## Tasks and exercises
1. Summarize the letter below in two sentences.
2. Answer these questions from the letter below, one line each.
(a) According to the recipient's words, what caused the aching attacks of lumbago?
(b) How does the dictionary describe the complaint?
(c) What will the writer shout in the second stage?
3. List, in order, the expressions the writer says will be spoken at each stage of the battle in the letter below.

## Text section
The news you give makes me at once sad and glad. Your hint at a long confinement to a hospital bed in the early months of the year and your mention of being "tormented again and again with very aching attacks of lumbago caused by muscular atrophy" due to that experience - all this saddens me very much. But I am glad to see that your faith and courage are always present and even a sense of humour gleams out. That sense reminds me of something I said in my Talks on Poetry, a copy of which you received some months back with the most touching gratitude. I tell my students that I am being visited by this awful complaint -- "rheumatic pains in the lower back and loins", as the dictionary puts it. I explain how I shall make history by my battle with that hellish visitor to my body. "The history will be made in three stages. First, there will be a realisation of the full presence of the dread torturer - full presence summed up by my thundering out the name as it is: 'lumbago!' Next you will see me tackling the demon and sending him away by a mantric strategy of the resisting will. I shall shout: 'Lumba, go!' The last stage will find me quite relieved, a conqueror wearing a reminiscent smile and whispering with the sense of a faraway unhappiness, the almost fairy-tale expression: 'Lumb, ago' "

## Source material
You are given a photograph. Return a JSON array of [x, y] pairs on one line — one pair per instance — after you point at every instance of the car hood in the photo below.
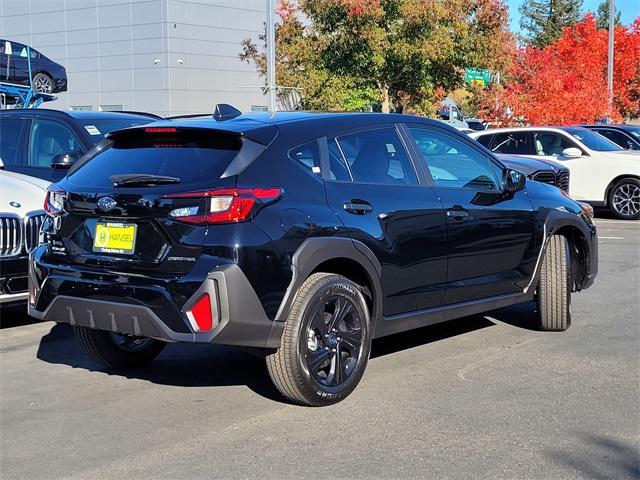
[[21, 194], [527, 165]]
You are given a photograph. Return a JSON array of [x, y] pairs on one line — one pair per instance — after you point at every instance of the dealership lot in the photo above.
[[479, 397]]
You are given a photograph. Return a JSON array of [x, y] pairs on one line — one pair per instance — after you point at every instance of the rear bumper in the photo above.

## Answers for the exercise
1. The writer is saddened to learn of the recipient's long stay in a hospital bed and the repeated attacks of lumbago that followed, but glad that the recipient's faith, courage and sense of humor remain. That humor reminds the writer of a passage in Talks on Poetry describing a three-stage battle against lumbago, marked by the words "lumbago!", "Lumba, go!" and "Lumb, ago".

2.
(a) Muscular atrophy.
(b) As "rheumatic pains in the lower back and loins."
(c) "Lumba, go!"

3.
1. "lumbago!"
2. "Lumba, go!"
3. "Lumb, ago"